_WHAT YOU HAVE TO DO_
Put every line of the records below into a Markdown table with two columns, Number and Text, giving each line a row number and leaving out any blank lines.

_DATASET RECORDS_
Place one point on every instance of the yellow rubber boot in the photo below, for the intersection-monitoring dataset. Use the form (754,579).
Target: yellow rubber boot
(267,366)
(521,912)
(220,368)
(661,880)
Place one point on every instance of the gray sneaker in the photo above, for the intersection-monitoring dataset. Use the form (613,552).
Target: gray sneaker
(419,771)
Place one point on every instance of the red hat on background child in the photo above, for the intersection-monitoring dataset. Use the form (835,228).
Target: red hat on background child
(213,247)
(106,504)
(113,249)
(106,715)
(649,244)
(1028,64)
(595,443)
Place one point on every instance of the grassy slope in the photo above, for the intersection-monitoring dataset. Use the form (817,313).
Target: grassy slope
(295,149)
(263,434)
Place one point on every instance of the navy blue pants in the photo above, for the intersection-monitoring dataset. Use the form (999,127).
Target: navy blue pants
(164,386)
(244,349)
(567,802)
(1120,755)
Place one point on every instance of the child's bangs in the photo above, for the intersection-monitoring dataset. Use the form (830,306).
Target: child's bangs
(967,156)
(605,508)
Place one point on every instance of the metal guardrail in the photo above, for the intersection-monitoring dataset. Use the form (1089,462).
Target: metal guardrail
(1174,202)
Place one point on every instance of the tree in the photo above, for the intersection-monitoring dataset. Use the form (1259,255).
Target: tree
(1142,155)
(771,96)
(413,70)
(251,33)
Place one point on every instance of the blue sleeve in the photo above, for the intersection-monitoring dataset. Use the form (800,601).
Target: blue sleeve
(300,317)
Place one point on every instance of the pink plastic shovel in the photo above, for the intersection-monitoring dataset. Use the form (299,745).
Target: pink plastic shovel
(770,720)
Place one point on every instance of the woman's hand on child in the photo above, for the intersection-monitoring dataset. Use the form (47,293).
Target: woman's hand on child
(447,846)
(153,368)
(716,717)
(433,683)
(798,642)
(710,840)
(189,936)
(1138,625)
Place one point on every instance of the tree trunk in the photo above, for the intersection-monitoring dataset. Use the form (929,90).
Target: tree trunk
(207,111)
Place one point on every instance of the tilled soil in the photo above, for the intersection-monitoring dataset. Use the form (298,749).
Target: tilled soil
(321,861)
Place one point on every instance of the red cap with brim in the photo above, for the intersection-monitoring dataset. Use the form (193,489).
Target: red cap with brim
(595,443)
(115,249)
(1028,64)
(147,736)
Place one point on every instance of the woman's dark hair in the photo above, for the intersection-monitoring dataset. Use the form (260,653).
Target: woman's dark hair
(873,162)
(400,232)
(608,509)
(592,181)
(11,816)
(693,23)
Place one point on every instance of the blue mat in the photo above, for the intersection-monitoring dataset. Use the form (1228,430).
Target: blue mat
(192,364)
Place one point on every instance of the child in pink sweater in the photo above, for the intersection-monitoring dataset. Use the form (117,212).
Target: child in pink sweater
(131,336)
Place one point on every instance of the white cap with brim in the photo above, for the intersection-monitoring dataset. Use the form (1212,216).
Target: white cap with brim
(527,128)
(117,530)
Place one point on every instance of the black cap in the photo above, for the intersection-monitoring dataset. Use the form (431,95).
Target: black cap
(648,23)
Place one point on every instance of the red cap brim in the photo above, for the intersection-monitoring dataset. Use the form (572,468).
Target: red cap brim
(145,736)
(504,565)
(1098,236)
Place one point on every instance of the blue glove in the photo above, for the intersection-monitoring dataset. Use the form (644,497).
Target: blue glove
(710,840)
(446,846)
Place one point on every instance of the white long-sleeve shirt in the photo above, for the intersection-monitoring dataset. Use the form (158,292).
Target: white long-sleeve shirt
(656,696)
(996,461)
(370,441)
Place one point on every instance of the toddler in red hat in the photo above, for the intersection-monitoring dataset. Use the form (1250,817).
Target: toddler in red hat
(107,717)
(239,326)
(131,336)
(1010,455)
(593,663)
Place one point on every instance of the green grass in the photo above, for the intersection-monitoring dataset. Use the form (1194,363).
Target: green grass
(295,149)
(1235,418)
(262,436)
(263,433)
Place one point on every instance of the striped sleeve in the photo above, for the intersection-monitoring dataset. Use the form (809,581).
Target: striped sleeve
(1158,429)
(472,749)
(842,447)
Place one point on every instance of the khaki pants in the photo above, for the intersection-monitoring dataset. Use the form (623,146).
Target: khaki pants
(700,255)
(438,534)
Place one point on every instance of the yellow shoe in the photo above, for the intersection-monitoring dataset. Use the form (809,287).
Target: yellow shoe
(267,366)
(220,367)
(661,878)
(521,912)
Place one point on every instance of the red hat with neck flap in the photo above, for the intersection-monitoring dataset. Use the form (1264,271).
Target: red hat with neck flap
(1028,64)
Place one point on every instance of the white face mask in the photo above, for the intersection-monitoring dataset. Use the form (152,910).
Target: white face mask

_EXERCISE RESPONSE_
| Number | Text |
|---|---|
| 1 | Place one point on every instance of the yellow rubber boot in the photo below, for the intersection-monitoring dataset. Use the form (754,579). |
| 2 | Target: yellow rubber boot |
| 3 | (267,366) |
| 4 | (521,912) |
| 5 | (220,368) |
| 6 | (661,880) |
| 7 | Place one point on every instance of the gray sneaker in the photo above, for the intersection-monitoring dataset. Use the form (613,552). |
| 8 | Target: gray sneaker |
| 9 | (419,771) |
| 10 | Place one point on every instance of the red hat on background child in the photo above, for the intersection-monitoring dataset. Use the form (835,228). |
| 11 | Target: red hat on background child |
| 12 | (213,247) |
| 13 | (106,504) |
| 14 | (113,249) |
| 15 | (106,715) |
| 16 | (649,244) |
| 17 | (1028,64) |
| 18 | (595,443) |
| 19 | Place one point on every instance of the grassy slope in the photo above, for the intersection-monitoring dataset. Use the form (817,313). |
| 20 | Target: grassy slope |
| 21 | (295,149) |
| 22 | (263,434) |
| 23 | Place one point on every instance of the navy blue pants in the photo above, for the intersection-monitoring dataset. Use the form (999,127). |
| 24 | Target: navy blue pants |
| 25 | (164,386) |
| 26 | (244,349) |
| 27 | (567,802) |
| 28 | (1120,755) |
| 29 | Place one point on every instance of the child's bangs in the photo above, for the intersection-monitoring dataset. Use the form (830,306). |
| 30 | Target: child's bangs |
| 31 | (967,156) |
| 32 | (605,508) |
| 33 | Place one point on every instance of the metal guardrail in the photo above, for the intersection-monitoring dataset. Use the form (1089,462). |
| 34 | Target: metal guardrail |
| 35 | (1174,202) |
| 36 | Place one point on every instance of the tree in the photo above, for the intersection-monitoring dataset. Use the form (1259,255). |
| 37 | Target: tree |
| 38 | (1142,155) |
| 39 | (771,96) |
| 40 | (413,70) |
| 41 | (251,33) |
| 42 | Place one point on every instance of the blue sleeve in the photo above, for the intersection-monitoring dataset. Use the form (800,601). |
| 43 | Target: blue sleeve |
| 44 | (300,317) |
| 45 | Place one point on every instance of the pink plastic shovel in the photo above, for the intersection-monitoring dataset. Use the form (299,745). |
| 46 | Target: pink plastic shovel |
| 47 | (770,720) |
| 48 | Place one point on every instance of the woman's hand on child in the photo above, for the intersection-monitoring dataset. Use the form (47,293). |
| 49 | Target: woman's hand on child |
| 50 | (447,846) |
| 51 | (153,368) |
| 52 | (716,717) |
| 53 | (433,683) |
| 54 | (798,642) |
| 55 | (710,840) |
| 56 | (189,936) |
| 57 | (1138,625) |
| 58 | Place one point on every instance of the tree trunk in the photo above, for the intersection-monitoring dataset. Use the form (929,90). |
| 59 | Target: tree trunk |
| 60 | (207,111) |
| 61 | Place one point on every instance of the tilled soil in the photo above, for the intersection-monitoring dataset. Use the form (298,749). |
| 62 | Target: tilled soil |
| 63 | (321,861) |
| 64 | Place one point on every instance of the red cap with brim in the photo above, for the intersection-monitoring dataset. Use the form (193,489). |
| 65 | Target: red cap with brim |
| 66 | (595,443) |
| 67 | (115,249) |
| 68 | (1028,64) |
| 69 | (147,736) |
| 70 | Place one point on every instance of the woman's dark hair in the photo above, for the intersection-monitoring dataset. Use the form (260,653). |
| 71 | Target: woman's dark hair |
| 72 | (873,162) |
| 73 | (400,232) |
| 74 | (608,509) |
| 75 | (592,181) |
| 76 | (11,816) |
| 77 | (693,23) |
| 78 | Place one point on every instance of the blue mat in the photo above, for the intersection-monitoring dataset. Use the form (1228,430). |
| 79 | Target: blue mat |
| 80 | (192,364) |
| 81 | Place one point on every instance of the child in pink sweater in the photo above, for the intersection-monitoring dataset. Use the form (117,212). |
| 82 | Target: child in pink sweater |
| 83 | (131,336) |
| 84 | Place one point on every instance of the white cap with brim in the photo above, for the intersection-monitoring dataset. Use the form (1212,216). |
| 85 | Target: white cap with brim |
| 86 | (527,128) |
| 87 | (117,530) |
| 88 | Place one point on every instance of the black cap in the photo above, for the intersection-monitoring dataset. Use the form (431,95). |
| 89 | Target: black cap |
| 90 | (648,23) |
| 91 | Place one point on every instance of the red cap brim in the photo above, for the intersection-monitoring dataset. Use the form (572,468). |
| 92 | Target: red cap brim |
| 93 | (145,736) |
| 94 | (504,565) |
| 95 | (1098,236) |
| 96 | Place one point on every instance of the blue glove in the photo above, for the intersection-monitoring dataset. Use the form (644,497). |
| 97 | Target: blue glove |
| 98 | (710,840) |
| 99 | (446,846) |
| 100 | Place one point on every instance of the white long-sleeve shirt in the photo above, for the intersection-monitoring dataset. Use the form (158,292). |
| 101 | Target: white long-sleeve shirt |
| 102 | (656,696) |
| 103 | (996,461) |
| 104 | (370,441) |
| 105 | Place one point on every instance of the toddler in red hat in the photo above, for the intersection-monitoring dataset. Use the form (1250,817). |
| 106 | Target: toddler in red hat |
| 107 | (107,717) |
| 108 | (239,326) |
| 109 | (131,336) |
| 110 | (1010,455) |
| 111 | (593,663) |
| 112 | Place one point on every instance of the green grass in the photo above, for the intersection-monitoring dataset. Use the form (1194,363). |
| 113 | Target: green grass |
| 114 | (295,149) |
| 115 | (1235,418) |
| 116 | (262,436) |
| 117 | (263,433) |
| 118 | Place one point on every instance of the striped sleeve in the photo above, for the intersection-monitoring dataset. Use the form (809,581). |
| 119 | Target: striped sleeve |
| 120 | (1158,429) |
| 121 | (472,749) |
| 122 | (842,447) |
| 123 | Place one point on every instance of the khaki pants in the photo above, for the intersection-monitoring dataset. Use the form (623,146). |
| 124 | Target: khaki pants |
| 125 | (700,255) |
| 126 | (438,534) |
| 127 | Place one point on every instance of the yellow shoe in the photo above, for the intersection-monitoring dataset. Use the form (809,287). |
| 128 | Target: yellow shoe |
| 129 | (267,366) |
| 130 | (220,367) |
| 131 | (661,878) |
| 132 | (521,912) |
| 133 | Place one point on every instance of the red hat with neck flap in the photo above, for the intersection-monitoring dataset. Use the form (1264,271). |
| 134 | Target: red hat with neck flap |
| 135 | (1028,64) |
| 136 | Place one point on every instance of the white face mask in the photo above, for the intersection-monitoring dataset. Use the form (152,910). |
| 137 | Target: white face mask |